[Dataset excerpt]
##############################
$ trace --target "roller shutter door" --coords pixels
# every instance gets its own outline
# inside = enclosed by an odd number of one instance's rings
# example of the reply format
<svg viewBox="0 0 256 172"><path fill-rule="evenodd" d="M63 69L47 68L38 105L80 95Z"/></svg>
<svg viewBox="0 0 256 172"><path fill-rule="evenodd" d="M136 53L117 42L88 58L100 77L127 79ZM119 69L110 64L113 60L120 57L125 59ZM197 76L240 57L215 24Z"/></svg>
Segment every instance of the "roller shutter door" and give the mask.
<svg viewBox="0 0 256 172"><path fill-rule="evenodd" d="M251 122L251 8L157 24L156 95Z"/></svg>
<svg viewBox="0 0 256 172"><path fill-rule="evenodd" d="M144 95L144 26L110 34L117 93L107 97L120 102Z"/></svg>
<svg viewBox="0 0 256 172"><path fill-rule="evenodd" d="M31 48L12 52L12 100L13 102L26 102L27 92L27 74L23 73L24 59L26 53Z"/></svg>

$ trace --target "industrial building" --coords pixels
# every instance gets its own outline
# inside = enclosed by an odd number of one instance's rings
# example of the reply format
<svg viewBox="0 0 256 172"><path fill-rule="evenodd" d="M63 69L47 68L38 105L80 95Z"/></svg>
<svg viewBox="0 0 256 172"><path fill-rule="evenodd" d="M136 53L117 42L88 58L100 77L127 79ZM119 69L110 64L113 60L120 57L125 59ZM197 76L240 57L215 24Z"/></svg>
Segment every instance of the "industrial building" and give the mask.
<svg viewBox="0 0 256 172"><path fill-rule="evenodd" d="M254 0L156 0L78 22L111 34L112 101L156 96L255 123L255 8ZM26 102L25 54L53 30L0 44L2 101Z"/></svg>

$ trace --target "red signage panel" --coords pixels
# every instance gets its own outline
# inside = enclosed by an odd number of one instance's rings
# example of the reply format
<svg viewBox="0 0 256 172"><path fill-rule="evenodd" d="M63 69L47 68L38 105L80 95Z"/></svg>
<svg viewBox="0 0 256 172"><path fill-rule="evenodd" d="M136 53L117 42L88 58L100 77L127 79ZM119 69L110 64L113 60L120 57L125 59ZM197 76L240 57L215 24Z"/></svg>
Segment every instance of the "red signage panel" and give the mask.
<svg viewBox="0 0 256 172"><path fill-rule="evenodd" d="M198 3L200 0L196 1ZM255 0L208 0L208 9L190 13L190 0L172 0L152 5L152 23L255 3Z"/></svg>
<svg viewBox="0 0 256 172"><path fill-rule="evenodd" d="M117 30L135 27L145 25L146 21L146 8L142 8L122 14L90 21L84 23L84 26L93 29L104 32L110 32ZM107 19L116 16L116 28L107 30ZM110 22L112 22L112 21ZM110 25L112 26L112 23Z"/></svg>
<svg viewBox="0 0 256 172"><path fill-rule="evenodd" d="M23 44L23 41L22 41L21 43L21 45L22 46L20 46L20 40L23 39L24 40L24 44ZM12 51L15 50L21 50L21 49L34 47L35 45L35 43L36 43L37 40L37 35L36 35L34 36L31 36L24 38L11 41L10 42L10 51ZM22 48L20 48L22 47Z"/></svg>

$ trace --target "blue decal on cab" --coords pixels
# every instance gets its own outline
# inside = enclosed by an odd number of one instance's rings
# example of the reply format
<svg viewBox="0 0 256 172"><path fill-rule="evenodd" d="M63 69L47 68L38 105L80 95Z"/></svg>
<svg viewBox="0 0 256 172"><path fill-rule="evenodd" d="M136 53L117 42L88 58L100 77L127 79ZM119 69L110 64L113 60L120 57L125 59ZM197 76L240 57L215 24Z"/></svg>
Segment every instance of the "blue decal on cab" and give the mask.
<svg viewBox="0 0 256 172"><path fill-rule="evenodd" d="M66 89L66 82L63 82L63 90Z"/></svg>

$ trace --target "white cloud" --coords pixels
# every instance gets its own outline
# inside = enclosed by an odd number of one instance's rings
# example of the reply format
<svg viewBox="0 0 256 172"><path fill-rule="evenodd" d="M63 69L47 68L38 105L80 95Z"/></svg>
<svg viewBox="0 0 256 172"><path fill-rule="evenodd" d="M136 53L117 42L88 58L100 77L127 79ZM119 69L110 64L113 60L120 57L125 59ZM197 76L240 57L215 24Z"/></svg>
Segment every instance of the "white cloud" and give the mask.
##############################
[Task directions]
Reproduce the entire listing above line for line, changing nothing.

[Exercise result]
$ trace --target "roller shutter door" --coords pixels
# every instance gets its own outline
# inside = enclosed by an odd number of one instance's rings
# example of the reply format
<svg viewBox="0 0 256 172"><path fill-rule="evenodd" d="M63 69L47 68L38 105L80 95Z"/></svg>
<svg viewBox="0 0 256 172"><path fill-rule="evenodd" d="M136 53L117 42L88 58L100 77L127 79ZM119 69L110 64L113 60L120 57L125 59ZM197 76L240 57L215 24Z"/></svg>
Segment every instance of the "roller shutter door" and give the mask.
<svg viewBox="0 0 256 172"><path fill-rule="evenodd" d="M251 122L251 8L157 24L156 95Z"/></svg>
<svg viewBox="0 0 256 172"><path fill-rule="evenodd" d="M144 95L144 26L110 34L117 93L107 97L120 102Z"/></svg>
<svg viewBox="0 0 256 172"><path fill-rule="evenodd" d="M31 48L12 52L12 100L13 102L26 102L27 92L27 74L23 73L24 59L26 53Z"/></svg>

$ trace --target "industrial building" --coords pixels
# every instance gets its own outline
# inside = enclosed by an odd number of one instance's rings
# example of the reply format
<svg viewBox="0 0 256 172"><path fill-rule="evenodd" d="M63 69L47 68L38 105L80 95Z"/></svg>
<svg viewBox="0 0 256 172"><path fill-rule="evenodd" d="M136 53L117 42L88 58L100 77L127 79ZM119 69L110 64L113 60L120 57L125 59ZM197 76L240 57L215 24Z"/></svg>
Segment every instance of the "industrial building" and give the mask.
<svg viewBox="0 0 256 172"><path fill-rule="evenodd" d="M254 0L156 0L78 22L111 34L112 101L156 96L255 123L255 8ZM26 102L25 54L53 30L0 44L2 101Z"/></svg>

$ trace --target "red signage panel" --coords pixels
# every instance gets its own outline
# inside = enclosed by an odd number of one instance's rings
# example of the reply format
<svg viewBox="0 0 256 172"><path fill-rule="evenodd" d="M63 69L47 68L38 105L80 95Z"/></svg>
<svg viewBox="0 0 256 172"><path fill-rule="evenodd" d="M136 53L117 42L88 58L100 77L127 79ZM119 69L110 64L113 60L120 57L125 59ZM197 76L240 57L215 24Z"/></svg>
Segment every instance of the "red signage panel" and give the mask.
<svg viewBox="0 0 256 172"><path fill-rule="evenodd" d="M198 3L200 0L196 1ZM255 0L208 0L208 9L190 13L190 0L172 0L152 5L152 23L255 3Z"/></svg>
<svg viewBox="0 0 256 172"><path fill-rule="evenodd" d="M117 30L135 27L145 25L146 21L146 8L142 8L122 14L90 21L84 23L84 26L93 29L104 32L110 32ZM107 19L116 16L116 28L107 30ZM110 22L112 22L112 21ZM110 25L112 26L112 23Z"/></svg>
<svg viewBox="0 0 256 172"><path fill-rule="evenodd" d="M23 44L23 41L22 41L21 43L21 45L22 46L20 46L20 40L23 39L24 40L24 44ZM12 51L15 50L21 50L21 49L34 47L35 45L35 43L36 43L37 40L37 35L36 35L34 36L31 36L24 38L11 41L10 42L10 51ZM22 48L20 48L22 47Z"/></svg>

$ trace --target "blue decal on cab" --coords pixels
# every instance gets its own outline
# inside = enclosed by an odd number of one instance's rings
# example of the reply format
<svg viewBox="0 0 256 172"><path fill-rule="evenodd" d="M63 69L47 68L38 105L80 95Z"/></svg>
<svg viewBox="0 0 256 172"><path fill-rule="evenodd" d="M136 53L117 42L88 58L100 77L127 79ZM119 69L110 64L113 60L120 57L125 59ZM197 76L240 57L215 24Z"/></svg>
Segment every instance of the "blue decal on cab" and give the mask.
<svg viewBox="0 0 256 172"><path fill-rule="evenodd" d="M66 89L66 82L63 82L63 90Z"/></svg>

$ trace --target "white cloud" --coords pixels
# every instance gets its own outline
# inside = enclosed by an odd number of one instance's rings
# example of the reply format
<svg viewBox="0 0 256 172"><path fill-rule="evenodd" d="M63 69L47 68L38 105L80 95Z"/></svg>
<svg viewBox="0 0 256 172"><path fill-rule="evenodd" d="M136 53L117 42L88 58L100 77L127 79ZM119 69L110 64L113 60L120 57L125 59ZM197 76L240 57L215 24Z"/></svg>
Segment every instance of the "white cloud" and give the mask.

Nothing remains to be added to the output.